DOCUMENT SEGMENT:
· · · ·

Fred Rodriguez begins his final stage race in Grande Prairie, Alberta today, the day before his 42nd birthday and 21 years after a win at the Lancaster Classic in Pennsylvania launched his racing persona as Fast Freddie.

The Colombian-born rider’s career includes grand tours, folding teams and far-flung sprinting victories from China to Greece to Malaysia. He’s on the eight-rider Jelly Belly squad competing in the third Tour of Alberta, and it’s ironic.

A four-time national road titlist, Rodriguez will end his career in his third season season with the longest-sponsored American team. It’s the ninth pro team for Rodriguez. Two squads folded while he was on their respective rosters. Among the rider’s other employers, only Lotto-Soudal (formerly Davitamon-Lotto) still exists.

“When Rock Racing folded, I didn’t feel good about the way I was going out,” said Rodriguez, who rode for the controversial short-tenured team in 2008 and 2009. “It felt unnatural in the way I was being forced out.

Fred Rodriguez rode the last race of his career at the 2015 Tour of Alberta.
Fred Rodriguez rode the last race of his career at the 2015 Tour of Alberta.

“But once I got my clothing line up (2011) and got some partners to keep it up and going while I was racing, I decided I wanted to go out on my own terms. Of course Exergy (2011-2012) folded, too, so when Jelly Belly picked me up, everything worked out perfect. I won nationals and decided after two more years this would be my last race. I can go out on my terms and feel good about it.”

As it turned out, Rodriguez’s fourth national title in 2013 was his last win. He’s ridden an abbreviated schedule since, and he hasn’t raced this season since the Cascade Cycling Classic at the end of July.

“Basically, like I told Danny (general manager Danny van Haute) when I came on board, I am excited to finish off my career with the team and help the young riders,” Rodriguez said. “I really believe that’s what Jelly Belly is about. It’s a stepping stone for these young guys. It’s about showing up at a race like Alberta and showing the Garmins and Treks what they’ve made of and hopefully getting that chance to race in the Tour de France.”

After a diverse collection of wins in five years, Rodriguez rode in the first of his nine grand tours at the Tour de France with Mapei in 2000. He rode in the event seven times, finishing twice. He also completed the Tour of Italy where he claimed a stage in 2004 and the 2006 Tour of Spain. He withdrew from his last grand tour, the 2007 Tour de France.

“I’ve thinking out it (retirement) and friends bring it up,” said Rodriguez, who moved with his wife and three children from Emeryville, California, to nearby Berkeley a few years ago. “I’ve kept bikes from Mapei and from the Olympics and Tour de France.

“I’ve kept my Eddy Merckx bikes from winning nationals. I’ve kept my Milan-San Remo bike. I’ve kept all my jerseys and race numbers, so I have a lot of great memories. I can look back and say those are great moments. And now these are great moments.”

Rodriguez claimed Tour of Georgia stages (2003, 2006 and 2007) his four national road titles span 13 years (2000, 2001, 2004, 2013). In 2003, he finished second to Mario Cipollini in both Milan-San Remo and Gent-Wevelgem.

But Rodriguez will also retire with his last win a source of skepticism. Critics questioned his national road title in Tennessee as an improbable result from a 39-year-old rider who hadn’t won a race in several years.

Rodriguez adamantly defended himself a few days later in a media conference call and moved on.

“I think the sport is doing a better job with its education of young riders,” he said. “Long term, I’d loved to see a strong union. We want a fair game.”

Well aware his retirement begins in less than a week, Rodriguez is targeting the final Tour of Alberta stage, a circuit race in Edmonton. “When I look at this race, and if I had a dream finish it would winning on the last day of my final race,” he said. “It wouldn’t be my birthday, but those are the kinds of things you think about at the end of a career.”

· · · ·

DATASET ENTRIES:

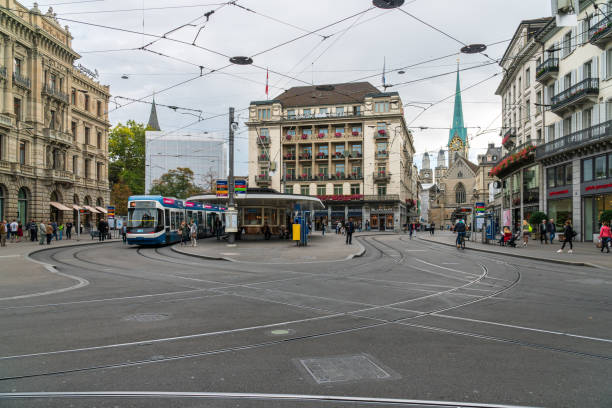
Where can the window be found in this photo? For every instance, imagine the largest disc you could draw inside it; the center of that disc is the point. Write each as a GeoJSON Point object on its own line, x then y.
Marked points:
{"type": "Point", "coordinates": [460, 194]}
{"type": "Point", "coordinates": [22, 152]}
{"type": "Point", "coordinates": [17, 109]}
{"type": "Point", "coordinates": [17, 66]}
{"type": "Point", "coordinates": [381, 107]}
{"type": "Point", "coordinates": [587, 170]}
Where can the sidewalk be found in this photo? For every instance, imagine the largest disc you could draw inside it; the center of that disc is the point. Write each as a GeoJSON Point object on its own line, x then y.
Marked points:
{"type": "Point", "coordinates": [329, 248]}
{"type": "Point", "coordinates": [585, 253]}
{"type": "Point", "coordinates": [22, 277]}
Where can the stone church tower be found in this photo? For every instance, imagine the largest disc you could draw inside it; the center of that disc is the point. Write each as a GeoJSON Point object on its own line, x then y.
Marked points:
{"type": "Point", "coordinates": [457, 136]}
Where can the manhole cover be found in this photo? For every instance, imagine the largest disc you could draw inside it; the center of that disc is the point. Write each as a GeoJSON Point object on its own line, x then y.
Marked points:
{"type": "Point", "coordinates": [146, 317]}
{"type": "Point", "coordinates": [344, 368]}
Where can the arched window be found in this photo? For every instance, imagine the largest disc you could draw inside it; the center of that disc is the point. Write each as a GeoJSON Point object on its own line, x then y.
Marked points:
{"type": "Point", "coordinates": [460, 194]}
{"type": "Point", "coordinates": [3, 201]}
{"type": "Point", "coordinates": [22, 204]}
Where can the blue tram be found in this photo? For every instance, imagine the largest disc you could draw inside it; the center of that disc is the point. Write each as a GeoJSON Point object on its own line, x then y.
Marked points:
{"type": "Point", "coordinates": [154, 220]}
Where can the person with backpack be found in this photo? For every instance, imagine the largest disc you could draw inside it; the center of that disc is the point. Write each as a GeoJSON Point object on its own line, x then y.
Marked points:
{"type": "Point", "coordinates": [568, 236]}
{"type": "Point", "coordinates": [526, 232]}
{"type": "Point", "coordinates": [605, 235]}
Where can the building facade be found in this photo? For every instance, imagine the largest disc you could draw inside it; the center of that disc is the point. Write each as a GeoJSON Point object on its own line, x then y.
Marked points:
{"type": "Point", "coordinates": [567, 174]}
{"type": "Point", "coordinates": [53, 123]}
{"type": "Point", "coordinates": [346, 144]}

· · · ·

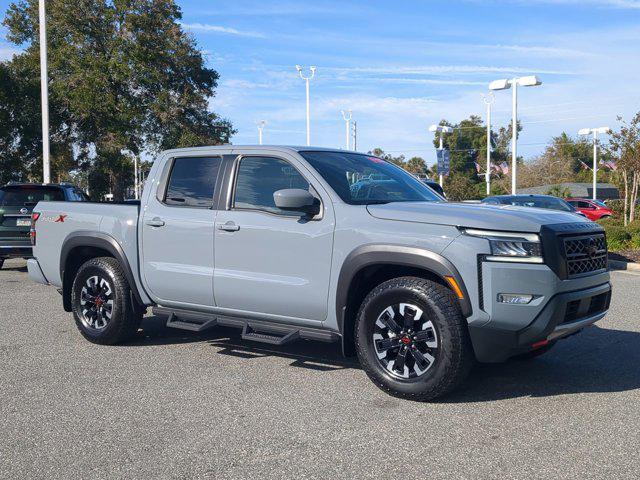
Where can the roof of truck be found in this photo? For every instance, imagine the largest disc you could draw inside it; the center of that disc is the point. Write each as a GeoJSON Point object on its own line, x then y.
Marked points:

· · · ·

In the Fred Rodriguez retirement article, swap "Mario Cipollini" for "Erik Zabel" and write out the passage that begins at the words "Rodriguez claimed Tour" and stops after "Remo and Gent-Wevelgem.".

RESPONSE TO THIS TASK:
Rodriguez claimed Tour of Georgia stages (2003, 2006 and 2007) his four national road titles span 13 years (2000, 2001, 2004, 2013). In 2003, he finished second to Erik Zabel in both Milan-San Remo and Gent-Wevelgem.